> _Text excerpt_:
In a perfect world, everyone would receive fair compensation that they deserve for working on the job. We do not live in a perfect world, though; and what is considered to be just compensation can be subjective — especially between the employer and the employee. This brings the question: are labor actions necessary or selfish?
Labor Actions: Necessary or Selfish?
Walking a picket line and going on strike are two forms of labor actions: one generally involves holding up signs to alert anyone who is interested as to the grievances of employees, who could still be working their jobs; while the other is when employees refuse to work until an agreement is reached…
…but labor actions typically only happen when employees are backed by a union, whose supposed function is to protect the rights of its members and get them as much compensation and better working conditions as possible.
Currently, the personnel at four different airlines are unhappy:
- Pilots from United Airlines were on picket lines in ten different cities, stating that increases in their wages are past due by four years.
- At least 111 flights were proactively canceled by WestJet Airways for today, Thursday, May 18, 2023 as negotiations between the airline and the union which represents the pilots are inching closer to a deadline.
- On Friday, May 12, 2023, pilots at Southwest Airlines almost unanimously voted to authorize a strike.
- The union which represents flight attendants are currently in tense negotiations with American Airlines; and an authorization for a strike is possible.
Additionally, industrial actions in countries such as Germany, France, and the United Kingdom seem to recur on a regular basis.
The problem with labor actions is that they can affect the very customers whom they serve, which could be considered selfish. When a labor action occurs, the product or service is either only available to customers on a limited basis — or not available at all. In the travel industry, labor actions can significantly impact the plans of travelers.

> _Information supplied_:
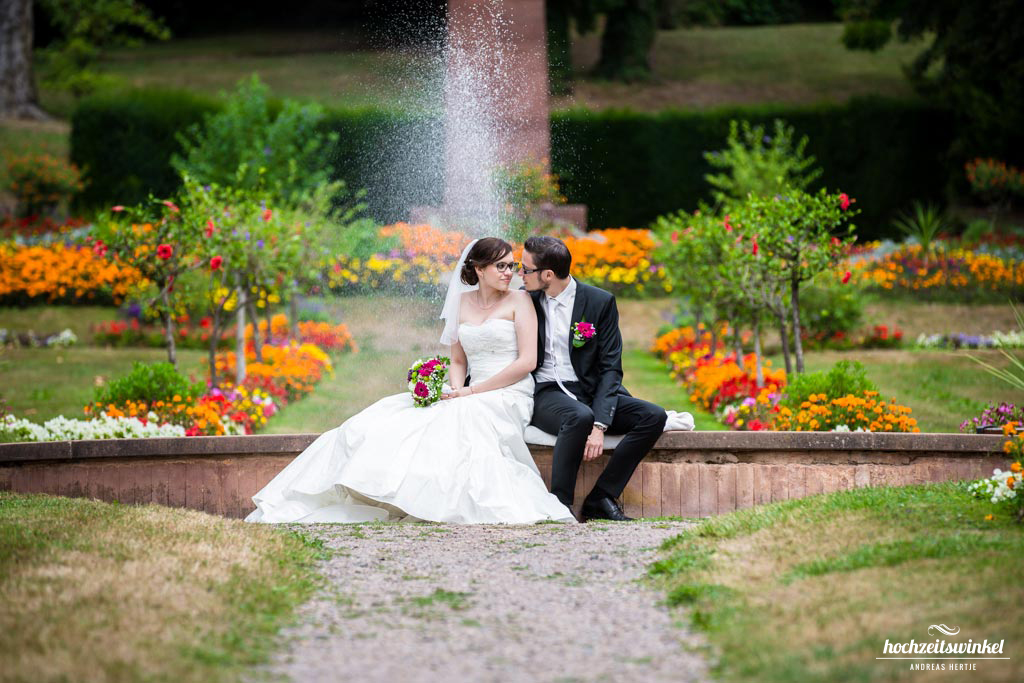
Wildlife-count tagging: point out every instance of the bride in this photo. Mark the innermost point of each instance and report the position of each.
(461, 460)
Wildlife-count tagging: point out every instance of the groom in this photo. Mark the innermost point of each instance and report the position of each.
(579, 394)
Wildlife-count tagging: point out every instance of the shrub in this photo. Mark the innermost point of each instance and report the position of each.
(148, 383)
(845, 378)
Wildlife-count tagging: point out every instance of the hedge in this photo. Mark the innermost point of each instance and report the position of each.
(627, 167)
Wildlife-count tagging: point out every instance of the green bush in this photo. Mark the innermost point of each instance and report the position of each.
(827, 306)
(159, 381)
(627, 167)
(248, 144)
(124, 142)
(845, 377)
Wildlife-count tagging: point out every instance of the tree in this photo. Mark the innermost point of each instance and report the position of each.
(87, 28)
(17, 86)
(973, 63)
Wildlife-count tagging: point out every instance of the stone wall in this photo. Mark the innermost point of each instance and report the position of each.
(691, 474)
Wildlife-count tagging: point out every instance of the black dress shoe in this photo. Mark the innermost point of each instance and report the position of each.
(603, 508)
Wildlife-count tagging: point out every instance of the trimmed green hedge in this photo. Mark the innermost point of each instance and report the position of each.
(627, 167)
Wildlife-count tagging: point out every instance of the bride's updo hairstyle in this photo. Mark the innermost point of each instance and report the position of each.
(483, 253)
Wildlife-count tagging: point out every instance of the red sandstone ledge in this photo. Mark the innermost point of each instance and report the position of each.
(704, 445)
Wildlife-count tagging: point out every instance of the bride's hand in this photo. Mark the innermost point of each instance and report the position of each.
(465, 391)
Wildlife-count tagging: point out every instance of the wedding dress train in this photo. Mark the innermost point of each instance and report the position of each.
(461, 461)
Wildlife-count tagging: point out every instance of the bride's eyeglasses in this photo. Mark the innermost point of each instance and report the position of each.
(507, 266)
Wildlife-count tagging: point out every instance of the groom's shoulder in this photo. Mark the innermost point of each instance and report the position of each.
(595, 293)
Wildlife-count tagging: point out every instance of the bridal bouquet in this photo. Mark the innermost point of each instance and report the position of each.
(426, 378)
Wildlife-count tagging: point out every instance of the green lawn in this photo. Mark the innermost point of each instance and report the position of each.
(810, 589)
(103, 592)
(693, 68)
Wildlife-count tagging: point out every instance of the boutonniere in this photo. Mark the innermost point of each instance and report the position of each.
(583, 332)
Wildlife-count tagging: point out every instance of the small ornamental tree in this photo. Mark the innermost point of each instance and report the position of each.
(154, 239)
(798, 236)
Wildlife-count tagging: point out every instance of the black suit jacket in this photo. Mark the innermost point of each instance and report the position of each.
(598, 364)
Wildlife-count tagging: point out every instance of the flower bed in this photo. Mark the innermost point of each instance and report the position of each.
(60, 273)
(619, 260)
(948, 273)
(284, 374)
(132, 333)
(728, 388)
(103, 426)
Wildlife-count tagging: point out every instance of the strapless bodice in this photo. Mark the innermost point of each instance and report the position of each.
(489, 347)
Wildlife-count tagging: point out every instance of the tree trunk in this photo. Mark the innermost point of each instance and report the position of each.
(757, 349)
(17, 86)
(168, 315)
(240, 342)
(797, 344)
(629, 35)
(293, 314)
(559, 47)
(257, 340)
(783, 337)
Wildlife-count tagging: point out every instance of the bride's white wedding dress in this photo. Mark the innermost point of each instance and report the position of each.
(461, 461)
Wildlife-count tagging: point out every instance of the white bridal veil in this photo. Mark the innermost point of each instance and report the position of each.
(450, 312)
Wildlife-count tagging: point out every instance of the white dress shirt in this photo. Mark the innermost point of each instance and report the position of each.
(557, 366)
(558, 311)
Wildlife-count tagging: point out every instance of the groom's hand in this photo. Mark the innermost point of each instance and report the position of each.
(595, 444)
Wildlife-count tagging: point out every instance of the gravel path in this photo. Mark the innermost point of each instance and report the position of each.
(502, 603)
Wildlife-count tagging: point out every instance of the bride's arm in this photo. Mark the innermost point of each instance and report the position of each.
(457, 373)
(525, 330)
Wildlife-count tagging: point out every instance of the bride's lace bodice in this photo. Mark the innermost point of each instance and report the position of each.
(489, 347)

> _What to work on_:
- a) Print the passage of the labor actions text starting at "Currently, the personnel" and ending at "authorize a strike.".
- b) Proceed with the text on airline labor actions, continuing it from the point at which it stops.

> _Results of the tasks_:
- a)
Currently, the personnel at four different airlines are unhappy:
- Pilots from United Airlines were on picket lines in ten different cities, stating that increases in their wages are past due by four years.
- At least 111 flights were proactively canceled by WestJet Airways for today, Thursday, May 18, 2023 as negotiations between the airline and the union which represents the pilots are inching closer to a deadline.
- On Friday, May 12, 2023, pilots at Southwest Airlines almost unanimously voted to authorize a strike.

- b)
Some people would argue that the general public is not actually owed labor by anyone — especially if a contract had not yet been reached.
Others would say that labor actions are necessary to pressure the organizations for whom employees work to improve compensation and working conditions.
Final Boarding Call
I have never been a member of a union; so my choices were limited to either bear with what I was doing at the compensation that I was receiving; or quit and find something else to do. A third choice was to speak to whatever decision maker had control over my compensation.
The flight attendants of Delta Air Lines are still not members of a union — although attempts to change that have happened numerous times.
Companies should do whatever is reasonably necessary to ensure that their workers are happy enough to not resort to inconveniencing innocent customers — and perhaps some employees should find employment positions which are better for them elsewhere. A balance of that combination should theoretically prevent labor actions from occurring…
…but again — we do not live in a perfect world…
Photograph ©2022 by Brian Cohen.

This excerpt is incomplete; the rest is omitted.